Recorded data

━━━━━━

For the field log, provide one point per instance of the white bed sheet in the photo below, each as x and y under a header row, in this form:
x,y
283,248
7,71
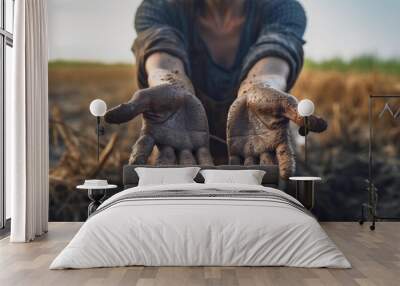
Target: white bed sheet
x,y
200,232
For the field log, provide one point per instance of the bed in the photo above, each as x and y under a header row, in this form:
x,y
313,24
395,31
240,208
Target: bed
x,y
197,224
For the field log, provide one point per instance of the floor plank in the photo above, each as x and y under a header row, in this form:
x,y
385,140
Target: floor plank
x,y
375,257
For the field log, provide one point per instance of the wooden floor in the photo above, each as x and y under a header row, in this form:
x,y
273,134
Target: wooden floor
x,y
375,257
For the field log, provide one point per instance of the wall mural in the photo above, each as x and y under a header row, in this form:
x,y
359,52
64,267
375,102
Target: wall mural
x,y
199,95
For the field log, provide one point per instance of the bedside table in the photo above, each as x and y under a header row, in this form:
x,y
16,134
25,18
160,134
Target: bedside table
x,y
305,190
96,195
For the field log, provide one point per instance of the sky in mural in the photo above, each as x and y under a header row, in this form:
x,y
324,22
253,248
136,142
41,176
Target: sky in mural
x,y
102,30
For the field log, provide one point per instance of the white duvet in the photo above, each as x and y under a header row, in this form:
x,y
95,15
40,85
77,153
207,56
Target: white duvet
x,y
200,231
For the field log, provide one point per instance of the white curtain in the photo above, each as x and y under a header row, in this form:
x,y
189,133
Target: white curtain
x,y
27,123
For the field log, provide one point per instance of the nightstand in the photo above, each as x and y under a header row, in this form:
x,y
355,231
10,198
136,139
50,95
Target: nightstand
x,y
96,194
305,188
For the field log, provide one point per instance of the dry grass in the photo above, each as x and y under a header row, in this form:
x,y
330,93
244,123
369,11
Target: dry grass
x,y
339,154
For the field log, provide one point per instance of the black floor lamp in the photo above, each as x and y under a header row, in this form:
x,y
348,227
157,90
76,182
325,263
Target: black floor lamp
x,y
98,108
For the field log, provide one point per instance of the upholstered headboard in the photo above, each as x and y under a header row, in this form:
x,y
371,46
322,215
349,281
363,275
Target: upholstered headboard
x,y
271,177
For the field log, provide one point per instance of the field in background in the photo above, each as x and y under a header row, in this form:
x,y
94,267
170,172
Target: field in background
x,y
339,89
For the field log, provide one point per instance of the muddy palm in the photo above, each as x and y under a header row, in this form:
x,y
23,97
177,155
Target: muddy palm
x,y
174,120
258,127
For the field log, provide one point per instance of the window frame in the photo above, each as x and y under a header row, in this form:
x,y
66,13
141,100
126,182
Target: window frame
x,y
6,39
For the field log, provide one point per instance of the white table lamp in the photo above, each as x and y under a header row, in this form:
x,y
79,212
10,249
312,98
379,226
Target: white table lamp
x,y
306,109
98,109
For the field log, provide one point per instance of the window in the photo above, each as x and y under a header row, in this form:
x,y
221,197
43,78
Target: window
x,y
6,44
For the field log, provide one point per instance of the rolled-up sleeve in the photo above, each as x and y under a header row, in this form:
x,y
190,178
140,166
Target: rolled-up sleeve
x,y
281,35
157,31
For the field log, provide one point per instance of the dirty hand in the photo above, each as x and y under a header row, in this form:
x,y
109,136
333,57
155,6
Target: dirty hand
x,y
258,127
174,120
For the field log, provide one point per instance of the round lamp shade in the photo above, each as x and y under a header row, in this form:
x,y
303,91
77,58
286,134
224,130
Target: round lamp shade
x,y
305,107
98,107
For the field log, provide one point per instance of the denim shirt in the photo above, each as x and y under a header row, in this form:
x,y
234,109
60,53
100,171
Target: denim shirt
x,y
272,28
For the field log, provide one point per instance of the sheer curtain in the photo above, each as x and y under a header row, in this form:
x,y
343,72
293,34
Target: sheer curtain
x,y
27,123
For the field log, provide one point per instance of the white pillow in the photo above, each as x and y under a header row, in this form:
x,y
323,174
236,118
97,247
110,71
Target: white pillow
x,y
165,176
248,177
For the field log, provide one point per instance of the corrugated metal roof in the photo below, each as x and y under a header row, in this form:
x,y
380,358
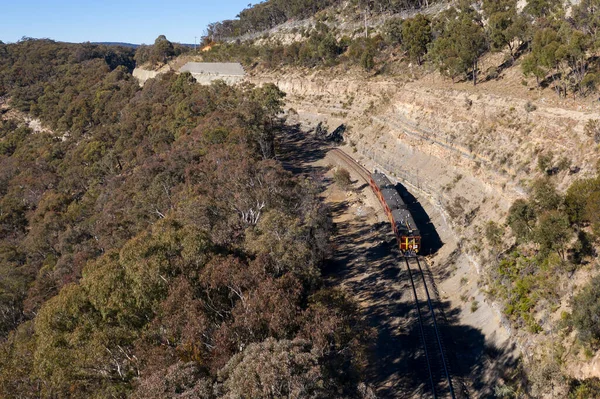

━━━━━━

Indicate how many lines in the records above include the word "below", giving no other content.

## Task result
2